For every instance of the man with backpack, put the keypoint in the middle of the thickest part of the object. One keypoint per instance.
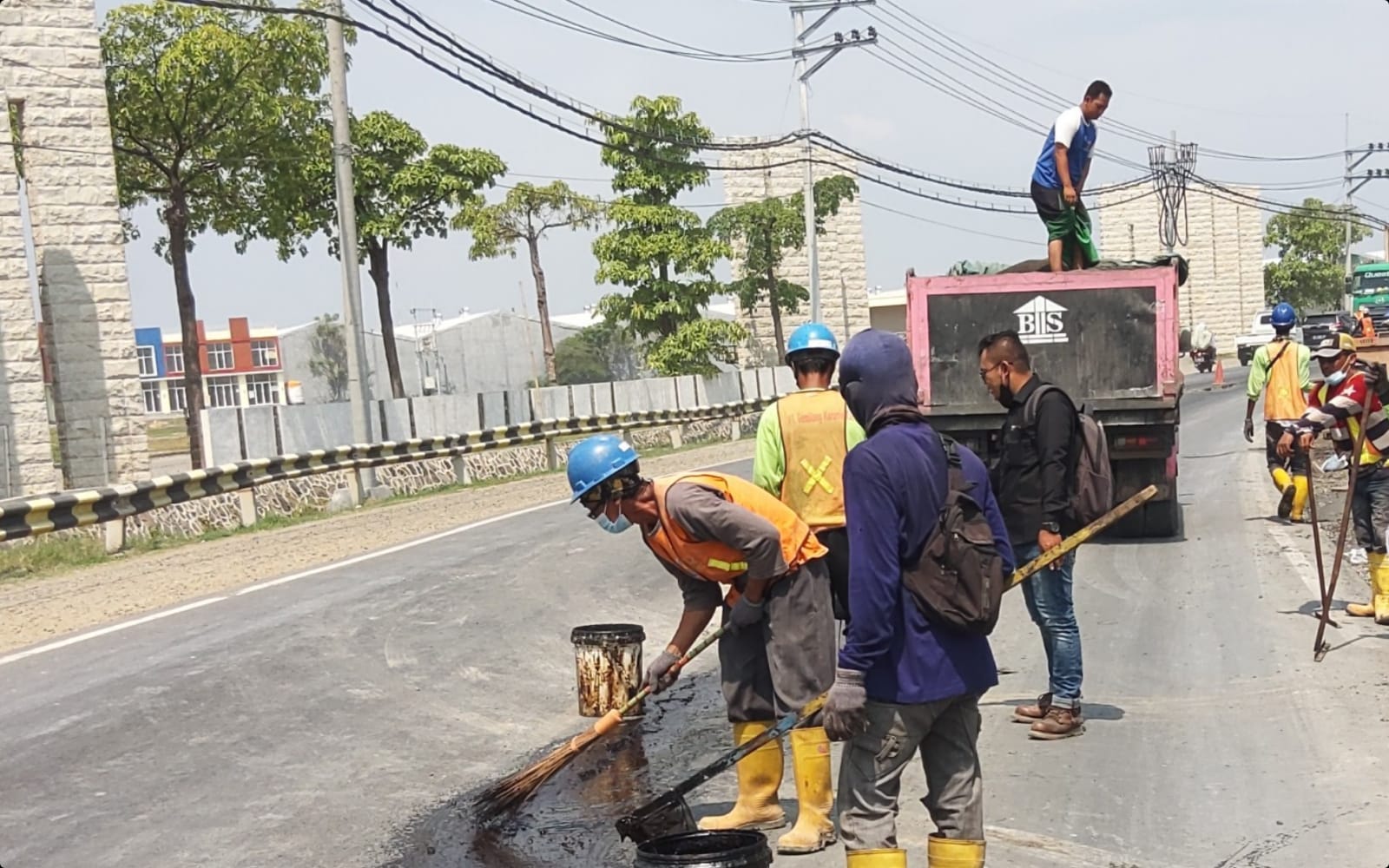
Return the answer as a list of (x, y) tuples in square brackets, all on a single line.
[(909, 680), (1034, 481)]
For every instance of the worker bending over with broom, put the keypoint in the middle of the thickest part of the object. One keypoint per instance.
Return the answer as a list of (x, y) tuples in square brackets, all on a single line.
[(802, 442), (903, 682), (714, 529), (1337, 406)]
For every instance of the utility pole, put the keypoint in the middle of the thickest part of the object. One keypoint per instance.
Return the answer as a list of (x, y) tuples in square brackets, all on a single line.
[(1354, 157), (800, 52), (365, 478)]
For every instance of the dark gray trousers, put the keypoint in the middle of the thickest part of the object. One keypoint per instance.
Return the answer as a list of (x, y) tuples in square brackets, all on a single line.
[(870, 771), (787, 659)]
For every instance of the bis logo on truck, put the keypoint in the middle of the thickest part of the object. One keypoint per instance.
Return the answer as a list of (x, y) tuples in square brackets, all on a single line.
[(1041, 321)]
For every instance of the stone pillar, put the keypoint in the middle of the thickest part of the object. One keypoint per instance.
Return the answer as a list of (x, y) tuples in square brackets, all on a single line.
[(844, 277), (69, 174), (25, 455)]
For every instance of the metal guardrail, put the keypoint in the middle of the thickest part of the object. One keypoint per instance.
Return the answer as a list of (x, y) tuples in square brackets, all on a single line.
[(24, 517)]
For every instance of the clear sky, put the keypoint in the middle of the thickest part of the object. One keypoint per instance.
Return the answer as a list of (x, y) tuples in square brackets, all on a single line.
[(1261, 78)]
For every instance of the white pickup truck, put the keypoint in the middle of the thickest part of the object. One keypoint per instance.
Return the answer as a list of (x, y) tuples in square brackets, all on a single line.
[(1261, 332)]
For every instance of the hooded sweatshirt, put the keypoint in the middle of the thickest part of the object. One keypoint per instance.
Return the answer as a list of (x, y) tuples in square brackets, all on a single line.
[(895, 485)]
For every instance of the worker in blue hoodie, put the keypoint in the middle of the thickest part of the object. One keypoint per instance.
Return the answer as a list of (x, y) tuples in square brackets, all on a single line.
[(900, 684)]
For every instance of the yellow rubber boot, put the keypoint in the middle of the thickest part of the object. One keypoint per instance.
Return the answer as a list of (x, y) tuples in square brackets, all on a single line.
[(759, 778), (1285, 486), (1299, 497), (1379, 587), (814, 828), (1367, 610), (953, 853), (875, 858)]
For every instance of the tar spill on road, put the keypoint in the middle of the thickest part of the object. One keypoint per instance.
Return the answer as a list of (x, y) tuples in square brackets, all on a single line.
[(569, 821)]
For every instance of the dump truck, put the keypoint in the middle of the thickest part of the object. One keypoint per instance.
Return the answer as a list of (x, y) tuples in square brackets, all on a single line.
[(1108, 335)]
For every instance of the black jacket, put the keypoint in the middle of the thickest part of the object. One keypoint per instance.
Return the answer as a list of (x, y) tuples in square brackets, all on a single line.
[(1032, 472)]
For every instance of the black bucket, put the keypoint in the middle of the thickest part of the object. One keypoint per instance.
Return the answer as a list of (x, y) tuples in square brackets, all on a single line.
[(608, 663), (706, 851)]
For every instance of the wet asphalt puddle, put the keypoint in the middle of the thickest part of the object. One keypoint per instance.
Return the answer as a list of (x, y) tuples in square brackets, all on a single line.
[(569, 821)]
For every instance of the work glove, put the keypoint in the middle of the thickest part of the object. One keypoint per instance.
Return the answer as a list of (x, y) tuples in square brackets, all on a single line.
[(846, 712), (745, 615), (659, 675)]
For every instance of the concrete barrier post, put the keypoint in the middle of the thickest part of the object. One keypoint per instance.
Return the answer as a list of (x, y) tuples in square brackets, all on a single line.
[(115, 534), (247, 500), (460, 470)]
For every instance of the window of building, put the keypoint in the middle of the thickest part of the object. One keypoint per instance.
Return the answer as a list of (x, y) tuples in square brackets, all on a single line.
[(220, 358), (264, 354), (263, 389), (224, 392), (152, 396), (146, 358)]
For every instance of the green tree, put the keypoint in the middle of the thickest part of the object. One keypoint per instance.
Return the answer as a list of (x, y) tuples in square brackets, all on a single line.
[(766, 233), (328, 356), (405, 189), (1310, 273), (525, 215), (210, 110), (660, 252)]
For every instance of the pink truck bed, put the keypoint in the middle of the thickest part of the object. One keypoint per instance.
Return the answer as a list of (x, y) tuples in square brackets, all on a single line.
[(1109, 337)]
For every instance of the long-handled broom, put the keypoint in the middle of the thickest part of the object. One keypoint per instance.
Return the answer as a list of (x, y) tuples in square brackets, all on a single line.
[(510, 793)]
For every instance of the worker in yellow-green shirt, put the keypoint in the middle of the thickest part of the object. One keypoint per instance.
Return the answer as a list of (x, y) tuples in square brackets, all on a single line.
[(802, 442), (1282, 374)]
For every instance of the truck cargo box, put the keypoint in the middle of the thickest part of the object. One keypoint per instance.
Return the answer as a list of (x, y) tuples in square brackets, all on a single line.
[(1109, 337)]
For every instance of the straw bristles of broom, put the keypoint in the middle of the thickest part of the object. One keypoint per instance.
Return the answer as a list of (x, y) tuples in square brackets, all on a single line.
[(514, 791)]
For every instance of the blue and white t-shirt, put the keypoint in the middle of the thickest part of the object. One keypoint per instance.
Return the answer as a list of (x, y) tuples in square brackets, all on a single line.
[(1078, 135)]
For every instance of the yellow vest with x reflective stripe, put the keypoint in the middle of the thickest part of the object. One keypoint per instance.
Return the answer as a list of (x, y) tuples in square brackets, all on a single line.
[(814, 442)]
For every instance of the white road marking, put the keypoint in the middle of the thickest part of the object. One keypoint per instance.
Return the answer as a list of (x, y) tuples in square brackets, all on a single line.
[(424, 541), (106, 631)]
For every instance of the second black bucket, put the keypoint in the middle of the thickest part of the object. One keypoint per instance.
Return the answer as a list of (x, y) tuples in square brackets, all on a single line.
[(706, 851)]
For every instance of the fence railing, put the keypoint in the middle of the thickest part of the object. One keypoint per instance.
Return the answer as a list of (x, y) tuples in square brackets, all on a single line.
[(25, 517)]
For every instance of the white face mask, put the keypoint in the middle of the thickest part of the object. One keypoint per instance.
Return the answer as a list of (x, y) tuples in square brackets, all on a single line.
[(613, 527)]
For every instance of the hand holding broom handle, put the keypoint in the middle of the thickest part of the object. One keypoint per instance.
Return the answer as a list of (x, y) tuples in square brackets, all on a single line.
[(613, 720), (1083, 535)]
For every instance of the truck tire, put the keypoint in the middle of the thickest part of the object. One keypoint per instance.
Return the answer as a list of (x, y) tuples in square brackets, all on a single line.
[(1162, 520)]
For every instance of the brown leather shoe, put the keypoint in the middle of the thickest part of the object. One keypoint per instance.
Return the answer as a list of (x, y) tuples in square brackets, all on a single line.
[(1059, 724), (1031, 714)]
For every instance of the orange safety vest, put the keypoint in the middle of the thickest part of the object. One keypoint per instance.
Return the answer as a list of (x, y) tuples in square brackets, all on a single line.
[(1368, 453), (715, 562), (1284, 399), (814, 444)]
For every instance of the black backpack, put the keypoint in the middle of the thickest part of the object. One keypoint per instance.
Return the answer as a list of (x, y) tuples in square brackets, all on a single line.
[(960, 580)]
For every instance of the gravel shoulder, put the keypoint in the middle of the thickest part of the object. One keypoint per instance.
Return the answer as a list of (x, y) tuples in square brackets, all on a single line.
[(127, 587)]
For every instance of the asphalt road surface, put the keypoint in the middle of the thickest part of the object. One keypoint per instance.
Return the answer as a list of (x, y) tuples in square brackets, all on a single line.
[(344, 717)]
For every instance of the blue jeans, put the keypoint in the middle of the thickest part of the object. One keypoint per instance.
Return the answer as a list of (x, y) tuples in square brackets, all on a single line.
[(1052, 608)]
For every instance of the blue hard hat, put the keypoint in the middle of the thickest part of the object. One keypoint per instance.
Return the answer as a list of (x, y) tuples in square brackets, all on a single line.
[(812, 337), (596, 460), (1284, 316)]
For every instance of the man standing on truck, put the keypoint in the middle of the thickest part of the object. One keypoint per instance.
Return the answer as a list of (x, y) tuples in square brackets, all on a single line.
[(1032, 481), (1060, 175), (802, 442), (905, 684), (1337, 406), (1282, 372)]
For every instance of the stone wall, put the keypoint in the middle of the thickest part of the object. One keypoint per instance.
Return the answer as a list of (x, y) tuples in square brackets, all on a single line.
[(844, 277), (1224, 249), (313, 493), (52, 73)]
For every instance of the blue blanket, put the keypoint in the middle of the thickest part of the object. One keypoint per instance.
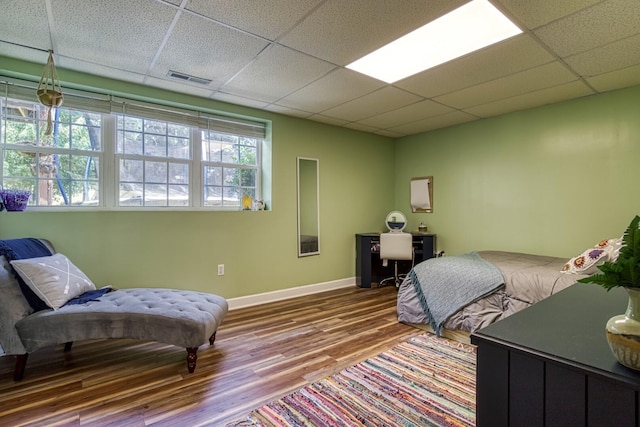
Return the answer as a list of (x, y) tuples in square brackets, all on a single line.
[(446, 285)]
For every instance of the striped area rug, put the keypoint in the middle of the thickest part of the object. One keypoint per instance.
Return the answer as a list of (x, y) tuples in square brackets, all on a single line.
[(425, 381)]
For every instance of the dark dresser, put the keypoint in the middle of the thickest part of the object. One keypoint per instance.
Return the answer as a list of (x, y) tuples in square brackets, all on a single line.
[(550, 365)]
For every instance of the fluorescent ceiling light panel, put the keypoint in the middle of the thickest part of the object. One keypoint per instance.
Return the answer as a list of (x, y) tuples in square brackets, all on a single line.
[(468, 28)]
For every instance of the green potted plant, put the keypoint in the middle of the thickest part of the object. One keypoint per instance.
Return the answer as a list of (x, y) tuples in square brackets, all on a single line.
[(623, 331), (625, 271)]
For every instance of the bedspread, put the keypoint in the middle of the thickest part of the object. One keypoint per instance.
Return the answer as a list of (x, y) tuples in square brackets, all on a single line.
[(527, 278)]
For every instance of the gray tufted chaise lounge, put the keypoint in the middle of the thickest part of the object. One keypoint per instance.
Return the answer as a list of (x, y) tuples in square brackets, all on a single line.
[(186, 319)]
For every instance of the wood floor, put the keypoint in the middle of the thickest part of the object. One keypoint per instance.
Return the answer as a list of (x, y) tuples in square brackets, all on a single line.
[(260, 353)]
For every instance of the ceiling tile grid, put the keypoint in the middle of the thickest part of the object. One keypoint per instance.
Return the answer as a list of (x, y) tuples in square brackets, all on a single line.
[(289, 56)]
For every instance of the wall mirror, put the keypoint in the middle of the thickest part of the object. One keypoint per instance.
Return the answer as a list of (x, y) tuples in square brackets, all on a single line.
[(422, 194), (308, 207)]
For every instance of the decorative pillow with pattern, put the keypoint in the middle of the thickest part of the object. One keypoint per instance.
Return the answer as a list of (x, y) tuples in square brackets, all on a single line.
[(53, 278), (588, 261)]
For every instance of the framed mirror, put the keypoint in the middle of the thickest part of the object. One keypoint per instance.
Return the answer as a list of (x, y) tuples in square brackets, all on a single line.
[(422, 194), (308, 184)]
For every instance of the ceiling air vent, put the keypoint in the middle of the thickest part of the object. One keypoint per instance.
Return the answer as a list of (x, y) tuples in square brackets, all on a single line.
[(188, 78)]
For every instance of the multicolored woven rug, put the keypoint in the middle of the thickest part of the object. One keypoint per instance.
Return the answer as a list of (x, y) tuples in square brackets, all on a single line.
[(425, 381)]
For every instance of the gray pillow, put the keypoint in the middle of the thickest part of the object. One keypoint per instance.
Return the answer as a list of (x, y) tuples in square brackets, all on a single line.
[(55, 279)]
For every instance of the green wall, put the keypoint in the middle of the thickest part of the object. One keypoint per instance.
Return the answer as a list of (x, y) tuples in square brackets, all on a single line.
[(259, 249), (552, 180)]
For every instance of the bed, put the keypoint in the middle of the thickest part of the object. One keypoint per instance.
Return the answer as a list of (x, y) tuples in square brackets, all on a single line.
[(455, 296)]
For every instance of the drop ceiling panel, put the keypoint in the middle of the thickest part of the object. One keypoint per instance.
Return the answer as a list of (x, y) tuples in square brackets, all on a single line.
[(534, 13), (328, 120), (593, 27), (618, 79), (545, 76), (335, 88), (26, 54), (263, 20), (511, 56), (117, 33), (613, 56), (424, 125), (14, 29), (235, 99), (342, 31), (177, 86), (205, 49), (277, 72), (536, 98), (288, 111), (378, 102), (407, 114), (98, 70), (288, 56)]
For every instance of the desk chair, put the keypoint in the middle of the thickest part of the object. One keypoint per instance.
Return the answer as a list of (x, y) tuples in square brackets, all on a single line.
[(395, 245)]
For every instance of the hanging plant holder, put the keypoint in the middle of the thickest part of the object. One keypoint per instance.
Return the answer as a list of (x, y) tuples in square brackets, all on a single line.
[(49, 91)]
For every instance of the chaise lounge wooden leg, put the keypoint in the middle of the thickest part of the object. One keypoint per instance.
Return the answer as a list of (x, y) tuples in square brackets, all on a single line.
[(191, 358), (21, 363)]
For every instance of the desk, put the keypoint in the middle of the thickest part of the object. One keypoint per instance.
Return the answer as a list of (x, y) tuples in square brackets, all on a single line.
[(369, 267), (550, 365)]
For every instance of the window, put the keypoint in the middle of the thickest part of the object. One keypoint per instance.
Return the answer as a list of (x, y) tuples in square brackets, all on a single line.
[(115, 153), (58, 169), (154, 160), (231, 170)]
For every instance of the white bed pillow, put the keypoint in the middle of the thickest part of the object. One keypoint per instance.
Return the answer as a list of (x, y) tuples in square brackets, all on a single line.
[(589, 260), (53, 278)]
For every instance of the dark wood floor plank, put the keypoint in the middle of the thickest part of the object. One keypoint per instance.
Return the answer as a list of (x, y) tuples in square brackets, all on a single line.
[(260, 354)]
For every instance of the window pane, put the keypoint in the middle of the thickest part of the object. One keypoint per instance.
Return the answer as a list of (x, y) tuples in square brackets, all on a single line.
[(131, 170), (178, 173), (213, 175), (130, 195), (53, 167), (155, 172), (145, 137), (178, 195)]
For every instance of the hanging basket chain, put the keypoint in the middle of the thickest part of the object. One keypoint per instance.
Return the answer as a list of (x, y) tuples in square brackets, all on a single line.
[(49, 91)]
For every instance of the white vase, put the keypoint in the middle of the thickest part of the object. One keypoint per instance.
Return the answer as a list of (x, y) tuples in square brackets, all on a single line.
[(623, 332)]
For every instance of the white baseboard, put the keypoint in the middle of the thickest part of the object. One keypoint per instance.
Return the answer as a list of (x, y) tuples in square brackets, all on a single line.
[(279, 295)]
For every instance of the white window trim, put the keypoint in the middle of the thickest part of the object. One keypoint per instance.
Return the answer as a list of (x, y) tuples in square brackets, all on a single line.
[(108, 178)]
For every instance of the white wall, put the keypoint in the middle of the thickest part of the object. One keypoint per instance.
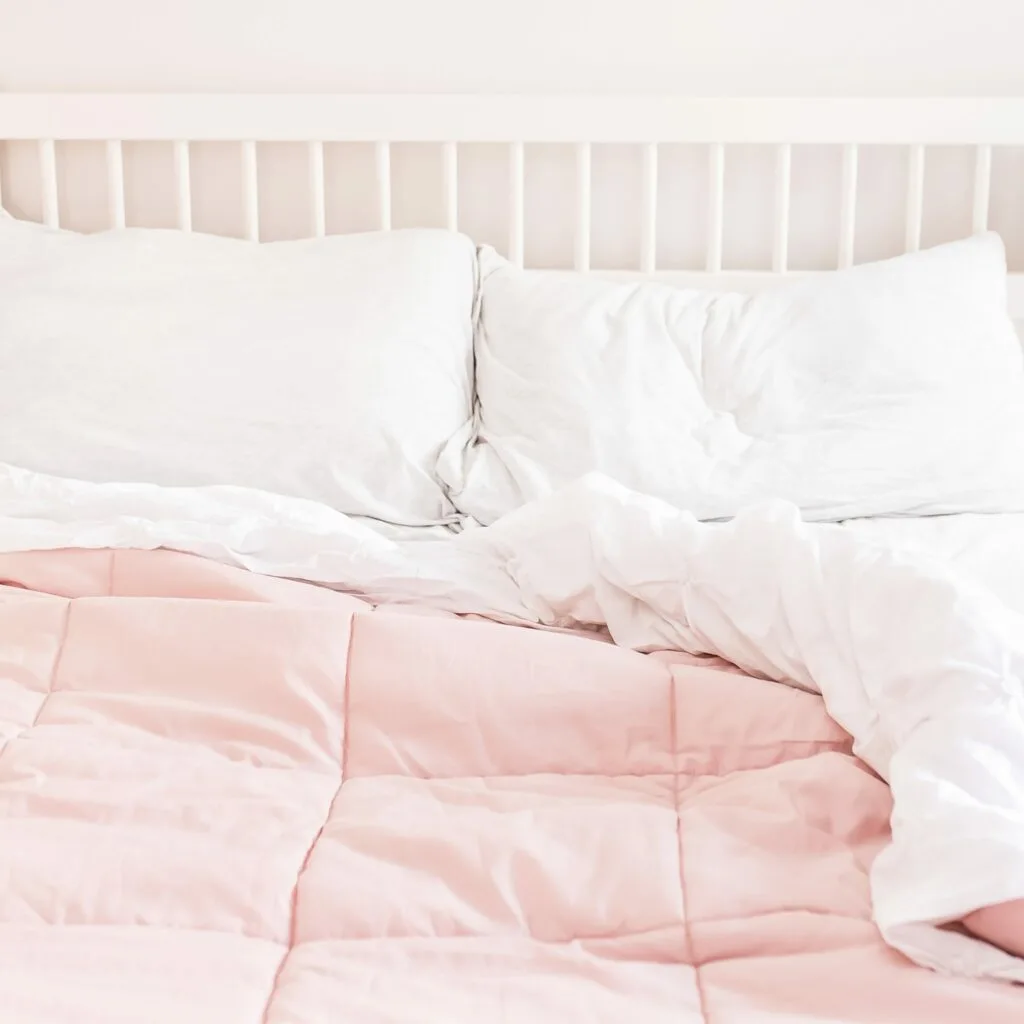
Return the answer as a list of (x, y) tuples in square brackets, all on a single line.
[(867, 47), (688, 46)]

§ §

[REQUIRED ACTION]
In the listing above, find the line holding "For every instance of the striped" and the line holding "For every instance of the wood", then output those two lines and every line between them exactly.

[SOLVED PROBLEM]
For every instance of the striped area rug, put the keypoint in the middle of the thickest part of the object. One keypoint per instance.
Return the answer as a list of (x, y) tuples in square brackets, all on a single line.
[(425, 381)]
For every instance of the dark dresser, put the keypoint in the middle of the thickest part of the object. One keypoint per instance.
Return the answer as a list of (x, y) tuples in square brackets, all on a single line.
[(550, 365)]
For every instance of the fluorescent ceiling light panel, put the keypoint in the middle of the thickest part of the object. One keypoint per instance.
Return the answer as a list of (x, y) tuples in square brackets, all on a single line.
[(468, 28)]
For every instance of the green potted plant, put the keypoint in the middle of the thickest part of the object. One keypoint per instance.
Return the answer as a list of (x, y) tuples in square brackets, all on a single line.
[(623, 331), (625, 271)]
For every instance of the bedspread, put the keypoint in the middle of the thickest part of the object. One keypoint per instance.
Return the answer as a list of (x, y) tuples in square brackets, all on a single line.
[(527, 278)]
For every instance of the gray tufted chaise lounge, put the keypoint in the middle of the thickest part of the object. One keypoint per instance.
Return the answer as a list of (x, y) tuples in square brackets, all on a single line.
[(186, 319)]
For every instance of the wood floor, put the keypoint in the middle of the thickest part of the object. One keypoint per instance.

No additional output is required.